● **What is required**
Reproduce the rows from the start through the line that contains "[223,61,263,86]", substituting "paved sidewalk" for "paved walkway" and leaving everything else unchanged.

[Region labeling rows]
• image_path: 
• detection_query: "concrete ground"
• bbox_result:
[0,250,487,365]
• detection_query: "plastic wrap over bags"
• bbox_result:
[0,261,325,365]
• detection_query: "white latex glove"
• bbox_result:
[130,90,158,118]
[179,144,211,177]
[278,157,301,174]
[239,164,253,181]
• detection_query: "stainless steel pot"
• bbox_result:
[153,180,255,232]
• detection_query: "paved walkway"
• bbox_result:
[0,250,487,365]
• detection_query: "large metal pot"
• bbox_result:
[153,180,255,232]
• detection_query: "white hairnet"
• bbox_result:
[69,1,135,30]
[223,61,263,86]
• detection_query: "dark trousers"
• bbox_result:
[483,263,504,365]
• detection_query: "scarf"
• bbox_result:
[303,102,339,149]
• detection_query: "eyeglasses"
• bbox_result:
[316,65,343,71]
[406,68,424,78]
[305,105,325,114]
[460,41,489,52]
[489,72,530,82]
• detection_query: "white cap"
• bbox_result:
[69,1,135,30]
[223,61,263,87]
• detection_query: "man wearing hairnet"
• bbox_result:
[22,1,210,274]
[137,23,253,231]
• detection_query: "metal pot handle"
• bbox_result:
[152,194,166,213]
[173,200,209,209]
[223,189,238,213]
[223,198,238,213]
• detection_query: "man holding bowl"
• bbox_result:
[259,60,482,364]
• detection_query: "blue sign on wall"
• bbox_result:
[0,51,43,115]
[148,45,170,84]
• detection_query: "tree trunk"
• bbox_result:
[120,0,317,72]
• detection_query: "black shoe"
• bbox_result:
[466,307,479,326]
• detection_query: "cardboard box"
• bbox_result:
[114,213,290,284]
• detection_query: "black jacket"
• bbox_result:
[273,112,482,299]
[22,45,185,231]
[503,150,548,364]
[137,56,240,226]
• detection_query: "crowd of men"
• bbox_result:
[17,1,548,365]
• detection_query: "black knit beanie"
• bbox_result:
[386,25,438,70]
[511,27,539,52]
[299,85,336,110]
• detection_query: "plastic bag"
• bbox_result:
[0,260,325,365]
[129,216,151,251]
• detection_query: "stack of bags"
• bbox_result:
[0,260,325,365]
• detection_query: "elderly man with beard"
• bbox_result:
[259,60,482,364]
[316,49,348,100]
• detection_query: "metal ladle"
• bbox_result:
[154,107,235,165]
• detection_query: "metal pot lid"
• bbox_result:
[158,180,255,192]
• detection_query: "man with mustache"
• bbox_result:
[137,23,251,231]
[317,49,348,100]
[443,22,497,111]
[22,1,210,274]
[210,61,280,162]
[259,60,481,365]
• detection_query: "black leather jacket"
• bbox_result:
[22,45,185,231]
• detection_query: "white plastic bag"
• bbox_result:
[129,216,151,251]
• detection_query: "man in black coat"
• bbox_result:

● **Response to this task**
• image_path: 
• detection_query: "concrete ground"
• bbox_result:
[0,250,487,365]
• detection_query: "plastic wrap over bags"
• bbox_result:
[0,261,325,365]
• detection_query: "white latex glove"
• bbox_result:
[130,90,158,118]
[179,144,211,177]
[278,157,301,174]
[239,164,253,181]
• detection_query: "stainless steel pot"
• bbox_result:
[153,180,255,232]
• detection_query: "paved sidewalk"
• bbox_result:
[0,250,487,365]
• detection_query: "large metal pot"
• bbox_result:
[153,180,255,232]
• detection_query: "white hairnet"
• bbox_result:
[69,1,135,30]
[223,61,263,86]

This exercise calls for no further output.